▶ Passage shown:
◆ ◆ ◆ ◆
The IOTA Reference Implementation (IRI) did not handle an edge case where transactions are shared between multiple distinct bundles. Once IRI marked a transaction as “already accounted for” in one bundle, it was ignored in the next bundle. This led to a corrupt ledger state from which the node was unable to recover.
- A need to ensure the situation with our PagerDuty alerts does not reoccur.
- It is highly beneficial to involve teams from different node implementations as soon as possible. This speeds up debugging issues across the implementations.
- Our incident management process proved to be successful in identifying and fixing the root cause of the situation.
Alternative variants for this edge case have been considered and accommodated for.
There are no previous known incidents with the same root cause like this one. An incident with similar symptoms occurred on Devnet on August 26. But the two incidents did not share a root cause.
◆ ◆ ◆ ◆
▶ Entries shown:
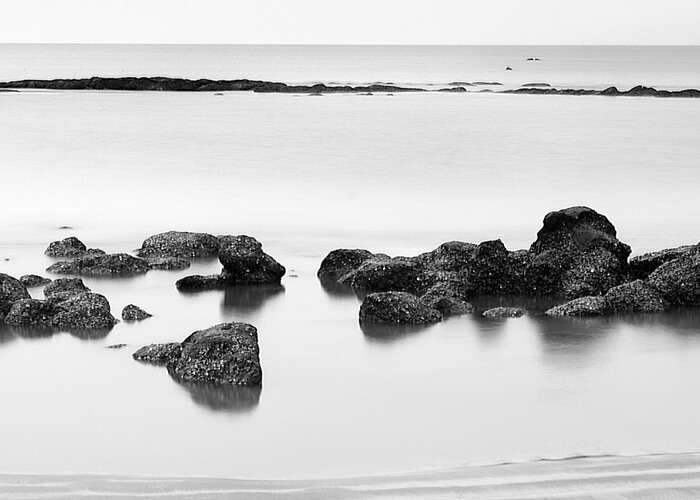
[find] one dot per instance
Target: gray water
(305, 175)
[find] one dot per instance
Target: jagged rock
(340, 262)
(398, 308)
(33, 280)
(181, 244)
(197, 283)
(643, 265)
(159, 354)
(168, 263)
(134, 313)
(636, 296)
(504, 312)
(583, 306)
(11, 290)
(678, 281)
(245, 263)
(65, 287)
(118, 264)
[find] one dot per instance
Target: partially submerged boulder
(132, 312)
(33, 280)
(11, 290)
(118, 264)
(399, 308)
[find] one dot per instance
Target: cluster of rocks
(227, 353)
(576, 255)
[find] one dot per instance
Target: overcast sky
(357, 21)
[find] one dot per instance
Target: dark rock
(159, 354)
(33, 280)
(180, 244)
(340, 262)
(227, 353)
(678, 281)
(504, 312)
(636, 296)
(245, 263)
(65, 287)
(168, 263)
(397, 308)
(583, 306)
(118, 264)
(11, 290)
(198, 283)
(67, 247)
(134, 313)
(643, 265)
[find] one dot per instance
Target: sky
(527, 22)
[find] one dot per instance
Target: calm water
(399, 174)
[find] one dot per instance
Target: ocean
(305, 174)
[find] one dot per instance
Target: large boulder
(399, 308)
(576, 254)
(118, 264)
(11, 290)
(180, 244)
(245, 263)
(678, 281)
(635, 296)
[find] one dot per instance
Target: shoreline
(167, 84)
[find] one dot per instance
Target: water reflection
(245, 299)
(223, 397)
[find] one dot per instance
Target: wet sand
(604, 477)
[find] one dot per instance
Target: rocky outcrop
(227, 353)
(134, 313)
(11, 290)
(398, 308)
(80, 311)
(118, 264)
(180, 244)
(504, 312)
(33, 280)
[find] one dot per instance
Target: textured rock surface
(398, 308)
(181, 244)
(134, 313)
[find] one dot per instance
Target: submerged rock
(504, 312)
(118, 264)
(134, 313)
(33, 280)
(398, 308)
(11, 290)
(181, 244)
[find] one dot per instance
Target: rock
(67, 247)
(504, 312)
(678, 281)
(180, 244)
(11, 290)
(245, 263)
(398, 308)
(576, 254)
(65, 287)
(168, 263)
(643, 265)
(583, 306)
(33, 280)
(340, 262)
(159, 354)
(84, 310)
(636, 296)
(198, 283)
(134, 313)
(118, 264)
(398, 274)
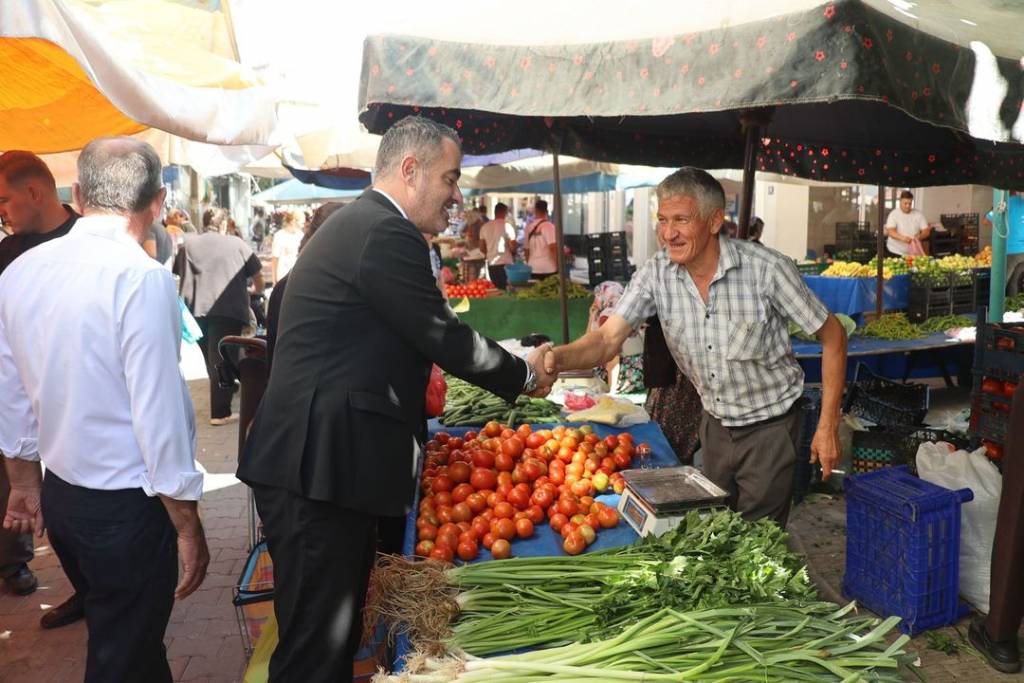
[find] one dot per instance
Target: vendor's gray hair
(697, 183)
(119, 174)
(413, 135)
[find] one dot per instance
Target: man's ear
(76, 194)
(716, 220)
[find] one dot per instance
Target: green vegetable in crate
(892, 326)
(469, 406)
(548, 289)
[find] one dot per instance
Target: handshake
(542, 359)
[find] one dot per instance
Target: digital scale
(655, 500)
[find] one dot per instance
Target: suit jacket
(360, 324)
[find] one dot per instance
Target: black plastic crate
(886, 401)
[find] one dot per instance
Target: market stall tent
(75, 70)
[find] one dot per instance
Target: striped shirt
(735, 348)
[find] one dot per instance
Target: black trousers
(214, 329)
(120, 552)
(15, 549)
(323, 555)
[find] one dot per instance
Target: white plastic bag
(961, 469)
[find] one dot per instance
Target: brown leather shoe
(22, 582)
(67, 612)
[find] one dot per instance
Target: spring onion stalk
(813, 642)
◆ ◆ ◆ ◆
Translate into Spanish this sentence from the IOTA incident text above: "Once IRI marked a transaction as “already accounted for” in one bundle, it was ignored in the next bundle."

Una vez que IRI marcaba una transacción como «ya contabilizada» en un paquete, esta se ignoraba en el paquete siguiente.